** START **

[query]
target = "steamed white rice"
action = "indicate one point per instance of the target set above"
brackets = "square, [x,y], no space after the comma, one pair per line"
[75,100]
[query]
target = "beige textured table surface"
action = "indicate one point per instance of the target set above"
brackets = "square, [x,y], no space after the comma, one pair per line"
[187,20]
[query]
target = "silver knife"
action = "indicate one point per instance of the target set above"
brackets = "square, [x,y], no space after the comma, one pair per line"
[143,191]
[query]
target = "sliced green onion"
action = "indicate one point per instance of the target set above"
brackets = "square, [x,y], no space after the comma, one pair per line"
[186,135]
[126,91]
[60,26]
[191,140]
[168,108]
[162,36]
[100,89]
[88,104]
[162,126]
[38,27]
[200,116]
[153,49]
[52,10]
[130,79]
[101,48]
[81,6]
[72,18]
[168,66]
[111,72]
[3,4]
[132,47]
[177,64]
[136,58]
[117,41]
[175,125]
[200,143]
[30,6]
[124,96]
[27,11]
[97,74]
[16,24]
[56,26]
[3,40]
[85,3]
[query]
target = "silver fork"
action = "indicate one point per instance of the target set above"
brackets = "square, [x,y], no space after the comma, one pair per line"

** END **

> _Aim of the exercise_: Write out the whole listing again, exactly as it stands.

> _Answer to the problem_:
[query]
target = "steamed white rice"
action = "indicate one point per instance of the target set above"
brackets = "square, [x,y], no space after the comma, one pair per line"
[75,100]
[query]
target = "beige textured table surface"
action = "indicate one point per instance of the target set above"
brackets = "square, [x,y], no space after the comma, one pair per line"
[187,20]
[query]
target = "silver knife"
action = "indicate one point per instance of the target set above"
brackets = "square, [x,y], no space after the comma, one pair per line"
[143,191]
[query]
target = "sliced green onion"
action = "indicate one point per instance of the target set above"
brackets = "square, [x,y], no space after the comma, one pair per line"
[186,135]
[126,91]
[60,26]
[191,140]
[168,108]
[162,36]
[100,89]
[88,104]
[162,126]
[38,27]
[200,116]
[153,49]
[52,10]
[130,79]
[101,48]
[81,6]
[72,18]
[168,66]
[111,72]
[3,4]
[132,47]
[177,64]
[136,58]
[117,41]
[175,125]
[200,143]
[30,6]
[124,96]
[27,11]
[97,74]
[16,24]
[56,26]
[3,40]
[85,3]
[query]
target = "silver fork"
action = "indicate one point per instance of the target set above"
brackets = "square, [x,y], no space after the comma, one pair per line"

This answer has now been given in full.